Recorded data:
========================================

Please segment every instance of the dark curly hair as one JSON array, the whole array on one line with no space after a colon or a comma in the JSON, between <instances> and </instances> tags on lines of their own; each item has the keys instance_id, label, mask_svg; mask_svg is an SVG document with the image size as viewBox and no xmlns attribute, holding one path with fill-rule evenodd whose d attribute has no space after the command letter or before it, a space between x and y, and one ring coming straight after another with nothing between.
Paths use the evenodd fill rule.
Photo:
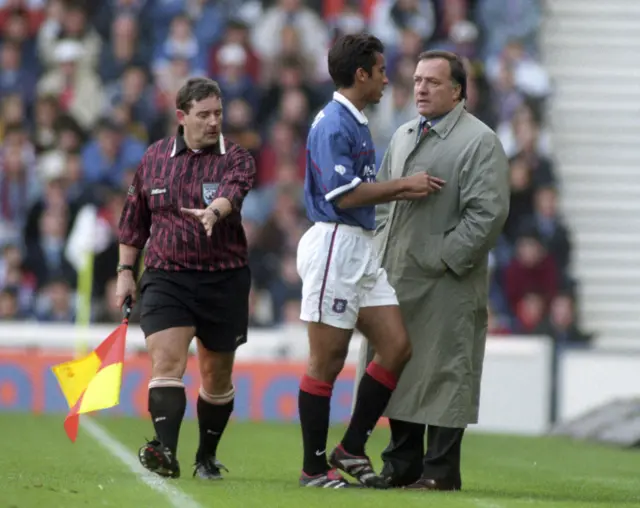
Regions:
<instances>
[{"instance_id":1,"label":"dark curly hair","mask_svg":"<svg viewBox=\"0 0 640 508\"><path fill-rule=\"evenodd\" d=\"M364 69L371 75L376 64L376 53L383 52L384 45L373 35L339 37L329 51L329 74L336 88L351 88L358 69Z\"/></svg>"}]
</instances>

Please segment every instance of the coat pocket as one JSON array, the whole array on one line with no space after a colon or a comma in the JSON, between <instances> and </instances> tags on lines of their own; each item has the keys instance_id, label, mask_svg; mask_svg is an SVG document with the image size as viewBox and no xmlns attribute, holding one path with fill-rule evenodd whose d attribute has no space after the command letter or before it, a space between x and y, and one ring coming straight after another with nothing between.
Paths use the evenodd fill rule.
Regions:
<instances>
[{"instance_id":1,"label":"coat pocket","mask_svg":"<svg viewBox=\"0 0 640 508\"><path fill-rule=\"evenodd\" d=\"M447 265L442 261L443 242L442 233L427 235L424 239L410 243L407 256L428 277L442 277L447 271Z\"/></svg>"}]
</instances>

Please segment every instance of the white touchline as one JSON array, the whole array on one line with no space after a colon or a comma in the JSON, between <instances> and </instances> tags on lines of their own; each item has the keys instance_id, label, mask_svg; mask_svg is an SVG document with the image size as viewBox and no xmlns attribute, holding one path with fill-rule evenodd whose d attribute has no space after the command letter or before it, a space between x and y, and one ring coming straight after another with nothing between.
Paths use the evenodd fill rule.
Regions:
<instances>
[{"instance_id":1,"label":"white touchline","mask_svg":"<svg viewBox=\"0 0 640 508\"><path fill-rule=\"evenodd\" d=\"M502 508L501 504L494 503L493 501L486 501L485 499L473 498L471 501L473 501L473 504L478 508Z\"/></svg>"},{"instance_id":2,"label":"white touchline","mask_svg":"<svg viewBox=\"0 0 640 508\"><path fill-rule=\"evenodd\" d=\"M91 434L98 443L111 453L111 455L120 459L120 462L127 466L133 474L140 477L144 483L157 493L165 496L174 508L203 508L203 506L191 496L188 496L180 489L170 485L165 479L142 467L136 456L120 441L111 437L111 435L101 425L96 423L95 420L84 416L82 418L80 428Z\"/></svg>"}]
</instances>

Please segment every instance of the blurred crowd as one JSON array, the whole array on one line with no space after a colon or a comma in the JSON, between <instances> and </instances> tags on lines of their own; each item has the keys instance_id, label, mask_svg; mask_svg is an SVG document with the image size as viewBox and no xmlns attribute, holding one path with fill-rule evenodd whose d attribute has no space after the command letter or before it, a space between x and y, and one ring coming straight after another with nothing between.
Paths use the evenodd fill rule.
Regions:
<instances>
[{"instance_id":1,"label":"blurred crowd","mask_svg":"<svg viewBox=\"0 0 640 508\"><path fill-rule=\"evenodd\" d=\"M0 319L73 322L95 252L94 322L117 322L117 223L145 148L175 131L187 77L216 79L225 135L252 152L244 220L252 326L297 322L305 139L333 91L328 48L370 31L390 85L367 111L379 160L417 113L416 56L467 59L467 108L511 162L511 214L491 257L491 332L585 341L575 321L571 236L545 129L536 0L0 0Z\"/></svg>"}]
</instances>

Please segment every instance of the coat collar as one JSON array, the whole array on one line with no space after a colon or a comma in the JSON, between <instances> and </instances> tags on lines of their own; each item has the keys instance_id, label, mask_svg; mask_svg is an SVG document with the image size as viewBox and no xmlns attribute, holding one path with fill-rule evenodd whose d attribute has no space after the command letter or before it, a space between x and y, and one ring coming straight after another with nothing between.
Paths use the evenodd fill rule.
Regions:
<instances>
[{"instance_id":1,"label":"coat collar","mask_svg":"<svg viewBox=\"0 0 640 508\"><path fill-rule=\"evenodd\" d=\"M175 157L176 155L186 151L187 149L188 149L187 143L184 140L184 127L180 125L178 127L178 131L176 132L176 138L173 141L173 148L171 149L171 157ZM220 133L220 138L218 139L218 142L211 145L210 147L205 148L204 151L212 151L213 153L217 153L218 155L224 155L225 153L227 153L224 146L224 137L222 136L222 133Z\"/></svg>"},{"instance_id":2,"label":"coat collar","mask_svg":"<svg viewBox=\"0 0 640 508\"><path fill-rule=\"evenodd\" d=\"M462 100L462 101L460 101L460 103L458 103L456 105L455 108L453 108L451 111L449 111L449 113L447 113L442 118L442 120L440 120L433 127L431 127L430 130L435 132L442 139L445 139L449 135L449 133L451 132L453 127L458 123L458 120L460 120L460 116L462 116L462 112L464 111L464 107L465 107L465 101ZM407 133L408 134L412 134L412 133L417 132L418 129L420 128L420 121L421 120L422 120L422 117L418 116L411 123L411 125L409 126L409 129L407 130Z\"/></svg>"}]
</instances>

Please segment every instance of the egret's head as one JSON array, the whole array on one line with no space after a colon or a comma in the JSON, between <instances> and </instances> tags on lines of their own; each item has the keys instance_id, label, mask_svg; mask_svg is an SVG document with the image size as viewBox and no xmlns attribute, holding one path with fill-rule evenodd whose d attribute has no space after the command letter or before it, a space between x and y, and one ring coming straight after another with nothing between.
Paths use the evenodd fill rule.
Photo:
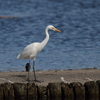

========================================

WHAT YOU ARE ASKED TO DO: The whole of the data above needs retyping exactly, with pictures omitted.

OUTPUT BELOW:
Please segment every instance of the dark curly hair as one JSON array, the whole array on one line with no space after a colon or a comma in the JSON, between <instances> and </instances> tags on lines of their own; each item has the keys instance_id, label, mask_svg; mask_svg is an SVG document with the image size as viewBox and no xmlns attribute, holding one path with fill-rule evenodd whose d attribute has no space after the command letter or before it, a space between x and y, and one ring coming straight after another with nothing between.
Paths use the evenodd fill rule.
Photo:
Regions:
<instances>
[{"instance_id":1,"label":"dark curly hair","mask_svg":"<svg viewBox=\"0 0 640 508\"><path fill-rule=\"evenodd\" d=\"M364 69L371 75L376 64L376 53L383 52L384 45L373 35L339 37L329 51L329 74L336 88L351 88L358 69Z\"/></svg>"}]
</instances>

Please segment every instance of the coat pocket as one JSON array, the whole array on one line with no space after a colon or a comma in the JSON, between <instances> and </instances> tags on lines of their own; each item has the keys instance_id, label, mask_svg; mask_svg is an SVG document with the image size as viewBox and no xmlns attribute, holding one path with fill-rule evenodd whose d attribute has no space after the command letter or before it, a space between x and y, and one ring coming straight after another with nothing between.
Paths use the evenodd fill rule.
Regions:
<instances>
[{"instance_id":1,"label":"coat pocket","mask_svg":"<svg viewBox=\"0 0 640 508\"><path fill-rule=\"evenodd\" d=\"M447 265L442 261L443 242L442 233L427 235L424 239L410 243L407 256L428 277L442 277L447 271Z\"/></svg>"}]
</instances>

Please segment every instance of the white touchline as one JSON array, the whole array on one line with no space after a colon or a comma in the JSON, between <instances> and </instances> tags on lines of their own; each item has the keys instance_id, label, mask_svg; mask_svg is an SVG document with the image size as viewBox and no xmlns attribute, holding one path with fill-rule evenodd whose d attribute has no space after the command letter or before it, a space between x and y, and one ring coming straight after another with nothing between.
Paths use the evenodd fill rule.
Regions:
<instances>
[{"instance_id":1,"label":"white touchline","mask_svg":"<svg viewBox=\"0 0 640 508\"><path fill-rule=\"evenodd\" d=\"M502 508L501 504L494 503L493 501L486 501L485 499L473 498L471 501L473 501L473 504L478 508Z\"/></svg>"},{"instance_id":2,"label":"white touchline","mask_svg":"<svg viewBox=\"0 0 640 508\"><path fill-rule=\"evenodd\" d=\"M91 434L98 443L111 453L111 455L120 459L120 462L127 466L133 474L140 477L144 483L157 493L165 496L174 508L203 508L203 506L191 496L188 496L180 489L170 485L165 479L142 467L136 456L120 441L111 437L111 435L101 425L96 423L95 420L84 416L82 418L80 428Z\"/></svg>"}]
</instances>

Please segment every instance of the blurred crowd as one JSON array, the whole array on one line with no space after a colon or a comma in the JSON, between <instances> and </instances> tags on lines of their own; each item has the keys instance_id, label, mask_svg; mask_svg is an SVG document with the image size as viewBox and no xmlns attribute, holding one path with fill-rule evenodd whose d attribute has no space after the command letter or before it, a space between x and y, and one ring coming straight after another with nothing between.
Paths use the evenodd fill rule.
Regions:
<instances>
[{"instance_id":1,"label":"blurred crowd","mask_svg":"<svg viewBox=\"0 0 640 508\"><path fill-rule=\"evenodd\" d=\"M0 319L73 322L95 252L94 322L117 322L117 223L145 148L175 131L187 77L216 79L225 135L252 152L244 220L252 326L297 322L305 139L333 91L328 48L370 31L390 85L367 111L379 160L417 113L416 56L467 59L467 108L511 162L511 214L491 257L491 332L585 341L575 321L571 236L545 129L536 0L0 0Z\"/></svg>"}]
</instances>

Please segment every instance of the coat collar as one JSON array, the whole array on one line with no space after a colon or a comma in the JSON, between <instances> and </instances> tags on lines of their own; each item has the keys instance_id, label, mask_svg; mask_svg is an SVG document with the image size as viewBox and no xmlns attribute, holding one path with fill-rule evenodd whose d attribute has no space after the command letter or before it, a space between x and y, and one ring coming straight after another with nothing between.
Paths use the evenodd fill rule.
Regions:
<instances>
[{"instance_id":1,"label":"coat collar","mask_svg":"<svg viewBox=\"0 0 640 508\"><path fill-rule=\"evenodd\" d=\"M175 157L176 155L186 151L187 149L188 149L187 143L184 140L184 127L180 125L178 127L178 131L176 132L176 138L173 141L173 148L171 149L171 157ZM220 133L220 138L218 139L218 142L211 145L210 147L205 148L204 151L212 151L213 153L217 153L218 155L224 155L225 153L227 153L224 146L224 137L222 136L222 133Z\"/></svg>"},{"instance_id":2,"label":"coat collar","mask_svg":"<svg viewBox=\"0 0 640 508\"><path fill-rule=\"evenodd\" d=\"M462 100L462 101L460 101L460 103L458 103L456 105L455 108L453 108L451 111L449 111L449 113L447 113L442 118L442 120L440 120L433 127L431 127L430 130L435 132L442 139L445 139L449 135L449 133L451 132L453 127L458 123L458 120L460 120L460 116L462 116L462 112L464 111L464 107L465 107L465 101ZM407 133L408 134L412 134L412 133L417 132L418 129L420 128L420 121L421 120L422 120L422 117L418 116L411 123L411 125L409 126L409 129L407 130Z\"/></svg>"}]
</instances>

Please segment every instance of the egret's head as one JSON array, the whole array on one line with no space after a colon or a comma in the JSON, between <instances> and </instances> tags on lines of their own; each item has the keys instance_id, label, mask_svg; mask_svg is an SVG document with the image size as viewBox and no xmlns attribute, holding one path with fill-rule evenodd whose d attribute has no space after the command letter or before it, a space between x and y, and one ring coming straight after another with nothing between.
Paths use the evenodd fill rule.
Photo:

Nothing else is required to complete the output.